#### PROBLEM DETAILS:
From first line to last, print the records exactly, but leave out the pictures.

#### MATERIAL PROVIDED:
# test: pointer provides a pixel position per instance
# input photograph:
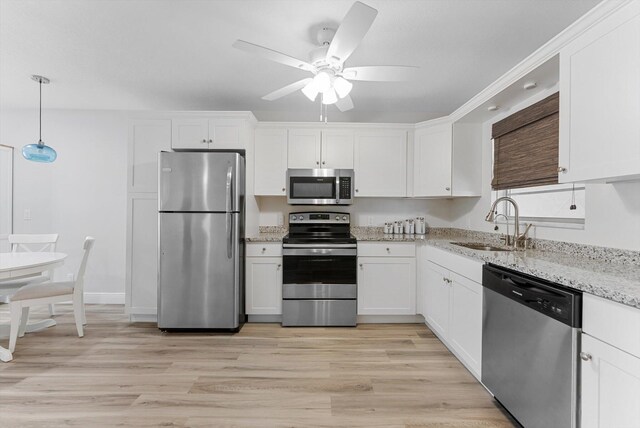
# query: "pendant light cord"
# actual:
(40, 117)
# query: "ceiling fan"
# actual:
(331, 79)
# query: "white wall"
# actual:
(364, 211)
(612, 211)
(82, 193)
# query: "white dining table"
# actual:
(22, 265)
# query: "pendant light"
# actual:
(39, 152)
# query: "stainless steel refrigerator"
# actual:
(200, 240)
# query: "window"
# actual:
(525, 167)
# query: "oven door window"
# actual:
(312, 188)
(319, 269)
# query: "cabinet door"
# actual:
(142, 254)
(465, 328)
(264, 285)
(270, 162)
(438, 298)
(190, 133)
(432, 161)
(304, 148)
(599, 102)
(146, 139)
(337, 149)
(610, 386)
(225, 133)
(380, 163)
(386, 286)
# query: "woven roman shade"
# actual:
(525, 146)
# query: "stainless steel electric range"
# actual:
(319, 271)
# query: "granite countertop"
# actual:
(605, 272)
(617, 280)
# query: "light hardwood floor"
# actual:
(122, 374)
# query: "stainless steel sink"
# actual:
(481, 246)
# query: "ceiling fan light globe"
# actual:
(342, 87)
(311, 90)
(322, 81)
(329, 96)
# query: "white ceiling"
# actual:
(177, 55)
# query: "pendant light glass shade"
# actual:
(39, 152)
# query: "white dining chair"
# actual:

#### YOUR SOLUTION:
# test: pointer provides a pixel position per instance
# input photograph:
# query: "pendant light cord"
# actual:
(40, 117)
# query: "ceiling fan"
# actual:
(331, 79)
# query: "white wall"
# actual:
(364, 211)
(612, 211)
(82, 193)
# query: "white dining table"
# actual:
(22, 265)
# query: "pendant light"
# actual:
(39, 152)
# query: "stainless steel refrigerator"
# actual:
(200, 240)
# query: "window"
# actual:
(525, 167)
# query: "oven door window"
# actual:
(312, 188)
(319, 269)
# query: "cabinet door"
# actual:
(142, 254)
(465, 328)
(264, 285)
(270, 162)
(438, 298)
(190, 133)
(432, 161)
(304, 148)
(599, 102)
(146, 139)
(337, 149)
(610, 386)
(225, 133)
(380, 163)
(386, 286)
# query: "woven roman shade"
# actual:
(525, 146)
# query: "stainless steel electric range"
# actual:
(319, 271)
# query: "granite countertop"
# actual:
(605, 272)
(617, 280)
# query: "light hardwood floor"
# actual:
(122, 374)
# query: "stainless steel sink"
# actual:
(481, 246)
# query: "ceiling fan light globe"
# actual:
(342, 87)
(311, 90)
(322, 81)
(329, 96)
# query: "white ceiling"
# actual:
(177, 55)
# query: "pendant light glass shade"
# actual:
(39, 152)
# query: "white dining chair"
# actual:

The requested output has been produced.